Directives:
1. Copy out the ECU and horn thread word for word, starting at "## DanMan (Jul" and ending at "(May 4, 2007)".
2. Write the next part of the ECU and horn thread, picking up right after its last line.

# Your ECU and Horn...



## mattyjman (Aug 6, 2009)

Okay, my install is going to require my compression driver to butt up right against the ecu... 

Any problems with magnetic interference etc?


----------



## DanMan (Jul 18, 2008)

I moved mine to against the firewall. Someday I plan to extend all the wires and secure it under the passenger seat.


----------



## thehatedguy (May 4, 2007)

I haven't ever had any...but that was with an older (1993) OBD-1 ECU and TCM.


----------



## Eric Stevens (Dec 29, 2007)

mattyjman said:


> Okay, my install is going to require my compression driver to butt up right against the ecu...
> 
> Any problems with magnetic interference etc?


No issues ever experienced.

Eric


----------



## King (Jul 1, 2009)

Some ECU's in newer vehicles have stability sensors mounted in them. It can cause an issue.


----------



## veritasz34 (Jul 25, 2011)

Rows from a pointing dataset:

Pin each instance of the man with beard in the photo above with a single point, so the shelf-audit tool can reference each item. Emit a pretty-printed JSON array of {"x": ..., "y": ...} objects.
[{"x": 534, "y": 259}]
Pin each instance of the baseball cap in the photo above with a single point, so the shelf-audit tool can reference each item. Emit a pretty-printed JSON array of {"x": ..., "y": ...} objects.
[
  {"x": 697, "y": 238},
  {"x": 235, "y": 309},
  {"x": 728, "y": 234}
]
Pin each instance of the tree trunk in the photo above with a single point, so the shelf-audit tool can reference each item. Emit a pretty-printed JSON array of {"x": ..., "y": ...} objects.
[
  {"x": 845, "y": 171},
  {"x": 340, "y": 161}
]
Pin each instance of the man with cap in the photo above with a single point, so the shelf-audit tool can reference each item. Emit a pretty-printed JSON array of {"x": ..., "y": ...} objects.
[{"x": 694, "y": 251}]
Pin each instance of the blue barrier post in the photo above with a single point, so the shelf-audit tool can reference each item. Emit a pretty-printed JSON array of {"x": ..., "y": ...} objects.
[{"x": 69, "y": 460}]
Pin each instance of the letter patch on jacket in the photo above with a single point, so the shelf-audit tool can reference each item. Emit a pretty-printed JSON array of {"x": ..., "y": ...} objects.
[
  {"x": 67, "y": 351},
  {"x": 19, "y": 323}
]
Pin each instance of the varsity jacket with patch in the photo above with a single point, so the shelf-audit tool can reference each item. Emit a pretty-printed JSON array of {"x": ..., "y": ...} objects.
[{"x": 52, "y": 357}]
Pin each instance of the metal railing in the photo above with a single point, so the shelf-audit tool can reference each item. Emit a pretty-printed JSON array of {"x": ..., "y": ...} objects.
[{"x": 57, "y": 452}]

Answers to the exercise:
1.
## DanMan (Jul 18, 2008)

I moved mine to against the firewall. Someday I plan to extend all the wires and secure it under the passenger seat.


----------



## thehatedguy (May 4, 2007)

2.
I never had an issu with my compression drivers and the vehicles electrical components. I did have to move some relays around to get mounting clearence but some things way up in the dash had to stay..Never an issue BUT it too was an older car..


----------



## hybridspl (May 9, 2008)

I have never had an issue either, but depending on the car, you can just rotate the ECU upwards into the dash and mount it to the evaporator/blower motor housing behind the glovebox. I had luck doing that in a couple of my cars but only did it for clearance, not because of any kind of magnetic interference.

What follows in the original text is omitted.